> [Your instructions]:
Copy out all of the data below line for line, with no changes.

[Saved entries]
┌──

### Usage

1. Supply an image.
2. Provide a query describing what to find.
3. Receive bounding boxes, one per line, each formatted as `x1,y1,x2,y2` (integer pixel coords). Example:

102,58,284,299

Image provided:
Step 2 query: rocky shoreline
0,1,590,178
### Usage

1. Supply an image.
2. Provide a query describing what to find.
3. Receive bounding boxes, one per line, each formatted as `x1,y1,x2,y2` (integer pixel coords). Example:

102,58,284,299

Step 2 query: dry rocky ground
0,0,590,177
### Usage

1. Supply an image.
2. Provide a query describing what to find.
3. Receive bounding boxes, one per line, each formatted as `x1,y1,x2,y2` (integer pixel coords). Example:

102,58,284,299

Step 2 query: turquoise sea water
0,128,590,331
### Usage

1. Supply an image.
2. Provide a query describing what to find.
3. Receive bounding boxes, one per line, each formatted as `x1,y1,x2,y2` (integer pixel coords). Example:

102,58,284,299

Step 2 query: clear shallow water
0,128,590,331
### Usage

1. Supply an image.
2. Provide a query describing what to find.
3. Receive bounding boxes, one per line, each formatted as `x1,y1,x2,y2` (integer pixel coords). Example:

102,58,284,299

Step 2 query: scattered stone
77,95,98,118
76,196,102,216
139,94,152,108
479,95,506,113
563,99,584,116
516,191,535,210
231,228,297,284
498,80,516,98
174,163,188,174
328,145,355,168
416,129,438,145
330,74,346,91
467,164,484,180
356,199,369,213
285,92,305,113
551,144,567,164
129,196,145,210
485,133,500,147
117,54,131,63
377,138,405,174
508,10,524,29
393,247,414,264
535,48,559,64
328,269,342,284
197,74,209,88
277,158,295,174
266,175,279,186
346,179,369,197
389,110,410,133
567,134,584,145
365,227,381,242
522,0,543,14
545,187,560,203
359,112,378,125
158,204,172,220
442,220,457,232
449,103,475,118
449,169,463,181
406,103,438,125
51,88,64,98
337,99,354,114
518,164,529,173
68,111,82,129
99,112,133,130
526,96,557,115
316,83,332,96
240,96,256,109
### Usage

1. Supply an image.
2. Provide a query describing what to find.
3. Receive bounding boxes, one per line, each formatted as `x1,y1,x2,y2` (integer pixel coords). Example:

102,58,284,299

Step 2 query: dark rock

└──

> [Answer to this exercise]:
### Usage

1. Supply an image.
2. Provide a query describing what to find.
3. Receive bounding boxes, one per line, each formatted as `x1,y1,x2,y2` (integer pixel coords). Example:

102,58,284,299

Image provided:
Step 2 query: rocky shoreline
0,1,590,178
### Usage

1. Supply an image.
2. Provide a query describing what to find.
3. Receive bounding boxes, one per line, each formatted as `x1,y1,x2,y2` (integer pixel coords). Example:

102,58,284,299

Step 2 query: dry rocky ground
0,0,590,177
### Usage

1. Supply an image.
2. Provide a query describing what to find.
3. Receive bounding boxes, one per line, each formatted as `x1,y1,x2,y2` (integer pixel coords). Example:

102,58,284,299

Step 2 query: turquoise sea water
0,128,590,331
### Usage

1. Supply an image.
2. Provide a query describing what to find.
3. Receive bounding boxes, one per line, each formatted as `x1,y1,x2,y2` (integer pixel coords). Example:

102,58,284,299

Step 2 query: clear shallow water
0,128,590,331
### Usage

1. Supply an image.
2. Provide a query describing what to find.
3. Receive bounding boxes, one per line, each formatted as `x1,y1,x2,y2` (integer pixel coords). Example:

102,58,284,299

Step 2 query: scattered stone
77,95,98,118
76,196,102,216
139,94,152,108
479,95,506,113
563,99,584,116
516,191,535,210
231,228,297,284
498,80,516,98
174,163,188,174
328,145,355,168
416,129,438,145
330,74,346,91
467,164,484,180
356,199,369,213
285,92,305,113
551,144,567,164
129,196,145,210
485,133,500,147
117,54,131,63
377,138,405,174
508,10,524,29
393,247,414,264
535,48,559,64
328,269,342,284
197,74,209,88
277,158,295,174
266,175,279,186
346,179,369,197
389,110,410,133
567,134,584,145
365,227,381,242
522,0,543,14
545,187,560,203
359,112,378,125
158,204,172,220
442,220,457,232
449,103,475,118
449,169,463,181
406,103,438,125
51,88,64,98
337,99,354,114
518,164,529,173
68,111,82,129
99,112,133,130
526,96,557,115
316,83,332,96
240,96,256,109
### Usage

1. Supply an image.
2. Provide a query describing what to find.
3. Receive bounding boxes, one per line, each formatted as `x1,y1,x2,y2` (integer pixel coords). Example:

102,58,284,299

Step 2 query: dark rock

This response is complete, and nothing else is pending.